Please copy the material under this line exactly, keeping every line.

DATA FOR PROCESSING below:

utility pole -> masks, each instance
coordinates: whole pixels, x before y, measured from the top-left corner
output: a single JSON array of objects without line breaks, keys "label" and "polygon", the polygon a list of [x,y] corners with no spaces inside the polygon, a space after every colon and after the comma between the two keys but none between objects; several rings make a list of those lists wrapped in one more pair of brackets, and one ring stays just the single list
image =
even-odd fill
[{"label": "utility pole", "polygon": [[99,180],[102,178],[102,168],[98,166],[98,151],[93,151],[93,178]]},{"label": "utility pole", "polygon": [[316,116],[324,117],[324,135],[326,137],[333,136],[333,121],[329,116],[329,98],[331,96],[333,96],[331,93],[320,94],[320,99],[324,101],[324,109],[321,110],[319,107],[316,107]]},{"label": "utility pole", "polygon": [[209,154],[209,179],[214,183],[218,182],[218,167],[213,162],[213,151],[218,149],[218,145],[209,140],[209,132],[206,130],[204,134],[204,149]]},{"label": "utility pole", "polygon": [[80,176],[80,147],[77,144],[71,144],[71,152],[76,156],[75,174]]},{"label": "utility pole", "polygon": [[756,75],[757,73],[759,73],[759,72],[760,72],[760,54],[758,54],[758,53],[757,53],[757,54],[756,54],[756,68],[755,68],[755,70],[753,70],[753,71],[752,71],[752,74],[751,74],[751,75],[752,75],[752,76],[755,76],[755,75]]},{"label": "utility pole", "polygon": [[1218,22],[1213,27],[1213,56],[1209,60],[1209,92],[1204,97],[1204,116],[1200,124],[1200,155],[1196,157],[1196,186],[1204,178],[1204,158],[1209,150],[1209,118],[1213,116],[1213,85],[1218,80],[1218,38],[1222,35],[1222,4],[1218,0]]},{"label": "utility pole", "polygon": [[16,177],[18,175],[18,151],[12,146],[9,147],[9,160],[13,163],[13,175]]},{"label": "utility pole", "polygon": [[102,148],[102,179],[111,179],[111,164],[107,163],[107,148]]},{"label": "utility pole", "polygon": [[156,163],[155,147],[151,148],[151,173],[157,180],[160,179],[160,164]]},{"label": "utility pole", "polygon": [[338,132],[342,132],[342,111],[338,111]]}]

End of DATA FOR PROCESSING.

* RESULT FOR THIS TASK *
utility pole -> masks, each instance
coordinates: whole pixels, x before y, measured from the top-left corner
output: a single JSON array of objects without line breaks, keys "label" and "polygon", the polygon a list of [x,y] corners with no spaces inside the polygon, a space after every colon and after the comma between the two keys but none between objects; several rings make a list of those lists wrapped in one more pair of brackets, and one ring stays just the single list
image =
even-odd fill
[{"label": "utility pole", "polygon": [[99,180],[102,178],[102,168],[98,166],[98,151],[93,151],[93,178]]},{"label": "utility pole", "polygon": [[316,116],[324,117],[324,135],[326,137],[333,136],[333,121],[329,116],[329,98],[331,96],[333,96],[331,93],[320,94],[320,99],[324,101],[324,109],[321,110],[319,107],[316,107]]},{"label": "utility pole", "polygon": [[209,154],[209,179],[214,183],[218,182],[218,167],[213,162],[213,151],[218,149],[218,145],[209,140],[209,132],[206,130],[204,134],[204,149]]},{"label": "utility pole", "polygon": [[80,176],[80,147],[77,144],[71,144],[71,152],[76,156],[75,174]]},{"label": "utility pole", "polygon": [[756,75],[757,73],[759,73],[759,72],[760,72],[760,54],[758,54],[758,53],[757,53],[757,54],[756,54],[756,68],[755,68],[755,70],[753,70],[753,71],[752,71],[752,74],[751,74],[751,75],[752,75],[752,76],[755,76],[755,75]]},{"label": "utility pole", "polygon": [[1218,22],[1213,27],[1213,56],[1209,60],[1209,92],[1204,97],[1204,116],[1200,124],[1200,155],[1196,157],[1196,186],[1204,178],[1204,158],[1209,150],[1209,118],[1213,116],[1213,85],[1218,80],[1218,38],[1222,35],[1222,4],[1218,0]]},{"label": "utility pole", "polygon": [[16,177],[18,175],[18,151],[12,146],[9,147],[9,160],[13,163],[13,175]]},{"label": "utility pole", "polygon": [[102,148],[102,179],[111,179],[111,164],[107,163],[107,148]]},{"label": "utility pole", "polygon": [[156,163],[155,147],[151,148],[151,173],[157,180],[160,179],[160,164]]},{"label": "utility pole", "polygon": [[338,132],[342,132],[342,111],[338,111]]}]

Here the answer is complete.